Data rows —
•••••
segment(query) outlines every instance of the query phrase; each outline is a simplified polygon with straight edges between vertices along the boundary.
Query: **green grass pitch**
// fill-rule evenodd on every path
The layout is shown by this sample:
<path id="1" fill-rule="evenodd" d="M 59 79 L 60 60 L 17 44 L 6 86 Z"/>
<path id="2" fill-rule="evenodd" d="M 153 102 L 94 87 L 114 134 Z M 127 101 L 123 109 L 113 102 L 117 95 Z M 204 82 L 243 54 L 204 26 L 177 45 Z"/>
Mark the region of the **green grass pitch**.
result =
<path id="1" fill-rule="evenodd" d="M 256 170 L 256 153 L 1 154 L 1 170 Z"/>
•••••
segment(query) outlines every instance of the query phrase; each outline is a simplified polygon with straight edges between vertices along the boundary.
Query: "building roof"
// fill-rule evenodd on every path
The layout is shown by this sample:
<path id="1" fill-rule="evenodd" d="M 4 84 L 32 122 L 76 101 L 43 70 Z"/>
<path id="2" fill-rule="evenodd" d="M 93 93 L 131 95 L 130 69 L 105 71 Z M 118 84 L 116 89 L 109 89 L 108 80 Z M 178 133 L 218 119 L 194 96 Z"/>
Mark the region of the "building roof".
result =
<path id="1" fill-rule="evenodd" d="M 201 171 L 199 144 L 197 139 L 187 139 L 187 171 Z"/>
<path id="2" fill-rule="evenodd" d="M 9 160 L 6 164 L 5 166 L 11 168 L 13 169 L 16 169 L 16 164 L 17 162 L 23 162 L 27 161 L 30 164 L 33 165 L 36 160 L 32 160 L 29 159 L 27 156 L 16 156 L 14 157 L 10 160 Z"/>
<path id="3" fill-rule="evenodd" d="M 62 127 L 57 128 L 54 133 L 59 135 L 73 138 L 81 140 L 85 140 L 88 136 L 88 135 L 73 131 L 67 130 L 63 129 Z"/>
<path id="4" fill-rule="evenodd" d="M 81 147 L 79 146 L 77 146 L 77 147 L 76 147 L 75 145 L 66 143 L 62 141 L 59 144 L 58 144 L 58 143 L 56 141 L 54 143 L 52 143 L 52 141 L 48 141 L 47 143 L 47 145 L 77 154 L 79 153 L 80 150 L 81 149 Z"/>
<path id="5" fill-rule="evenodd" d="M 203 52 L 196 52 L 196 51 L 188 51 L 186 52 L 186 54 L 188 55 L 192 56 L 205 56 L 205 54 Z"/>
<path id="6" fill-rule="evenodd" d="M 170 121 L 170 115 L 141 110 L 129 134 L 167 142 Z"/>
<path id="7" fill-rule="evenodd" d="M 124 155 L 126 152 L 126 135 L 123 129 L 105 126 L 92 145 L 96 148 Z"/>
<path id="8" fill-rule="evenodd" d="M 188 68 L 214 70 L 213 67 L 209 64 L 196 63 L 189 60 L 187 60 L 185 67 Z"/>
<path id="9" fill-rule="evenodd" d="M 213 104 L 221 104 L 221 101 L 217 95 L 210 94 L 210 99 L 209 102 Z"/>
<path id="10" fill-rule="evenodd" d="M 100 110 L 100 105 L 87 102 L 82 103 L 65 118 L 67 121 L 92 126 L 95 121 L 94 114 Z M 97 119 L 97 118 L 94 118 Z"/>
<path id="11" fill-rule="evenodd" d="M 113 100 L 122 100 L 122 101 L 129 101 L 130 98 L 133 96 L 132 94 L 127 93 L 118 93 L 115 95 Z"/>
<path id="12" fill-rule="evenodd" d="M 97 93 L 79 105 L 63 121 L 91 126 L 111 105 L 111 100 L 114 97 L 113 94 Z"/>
•••••
Collect every line from the records above that contains the word "region", copying each line in full.

Mark the region of the **green grass pitch**.
Mark the region of the "building roof".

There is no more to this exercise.